Yapılacaklar =>
1. UNRWA metnine göre aşağıdaki soruları yanıtlayın, her yanıtı sorunun harfiyle işaretleyin:
(a) Ajans hangi yıldan beri insanî yardım sağlıyor?
(b) Ajansın Gazze'de kaç bin çalışanı bulunuyor?
(c) Ajans yönetimi 12 çalışandan kaçını kovdu?
2. Lütfen UNRWA metninde "İsrail, Ajansın 12" ile başlayıp "çalışandan 9’unu kovmuştu." ile biten kısmı, "Batılı ülkelerden" yerine "bağışçı ülkelerden" koyarak değiştirip yeniden yazın.
3. UNRWA metninde "İsrail, Ajansın 12 çalışanın" diye başlayan paragrafı, ana bilgileri koruyarak kısa bir madde listesine dönüştürün.

Metin =>
——————————

|
Hâlâ İsrail’den ‘kanıt’ bekliyorlar!

“BM-Filistinli Mültecilere Yardım Ajansı(UNRWA)”
yaklaşık 6 milyon Filistinli mülteciye 1950’den itibaren insanî yardım sağlıyor. Ajansın 13 bini Gazze’de olmak üzere bölgede 30 bin civarında çalışanı bulunuyor. İsrail ise öteden beri Ajansın kapatılması için çalışıyor.

İsrail, Ajansın 12 çalışanın Hamas’ın 7 Ekim 2023’te gerçekleştirdiği operasyonlara katıldığı iddiasıyla, Batılı ülkelerden Ajansa malî katkılarını kesmelerini istemişti. ABD ve çoğu Avrupa’dan 18 ülke, İsrail’in düzmece iddialarına dayanarak katkılarını derhal askıya almıştı. Ajans yönetimi de kanıt beklemeden ikisi hayatta olmayan 12 çalışandan 9’unu kovmuştu.

——————————

Kayıtlı bilgiler =>
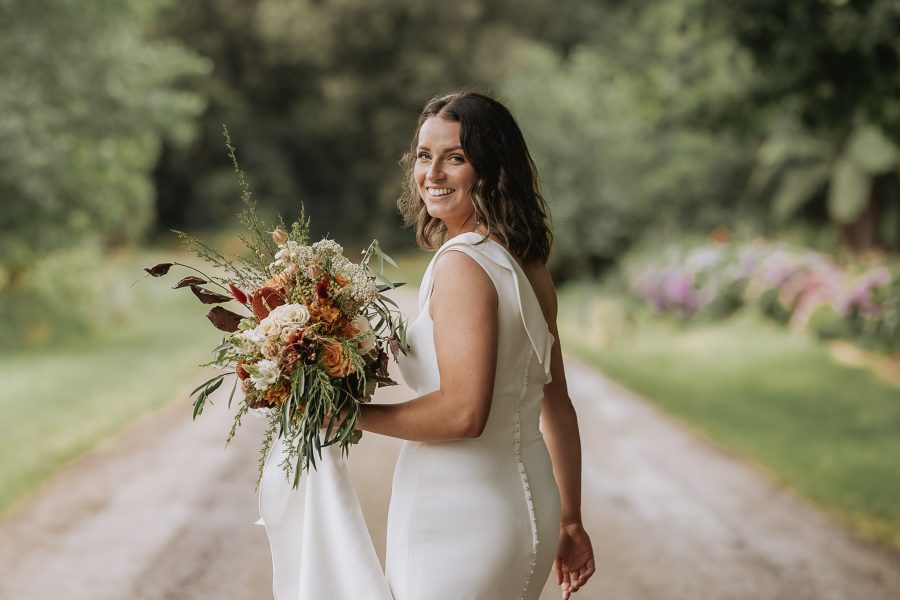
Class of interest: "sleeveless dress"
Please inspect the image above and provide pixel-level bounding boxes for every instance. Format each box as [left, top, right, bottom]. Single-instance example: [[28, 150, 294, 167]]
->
[[385, 232, 560, 600]]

——————————

Sırayla yanıtlar =>
1.
(a) 1950
(b) 13 bin
(c) 9

2.
İsrail, Ajansın 12 çalışanın Hamas’ın 7 Ekim 2023’te gerçekleştirdiği operasyonlara katıldığı iddiasıyla, bağışçı ülkelerden Ajansa malî katkılarını kesmelerini istemişti. ABD ve çoğu Avrupa’dan 18 ülke, İsrail’in düzmece iddialarına dayanarak katkılarını derhal askıya almıştı. Ajans yönetimi de kanıt beklemeden ikisi hayatta olmayan 12 çalışandan 9’unu kovmuştu.

3.
- İsrail, Ajansın 12 çalışanının Hamas’ın 7 Ekim 2023’teki operasyonlarına katıldığını iddia ederek Batılı ülkelerden Ajansa malî katkılarını kesmelerini istedi.
- ABD ve çoğu Avrupa’dan 18 ülke bu iddialara dayanarak katkılarını derhal askıya aldı.
- Ajans yönetimi kanıt beklemeden, ikisi hayatta olmayan 12 çalışandan 9’unu kovdu.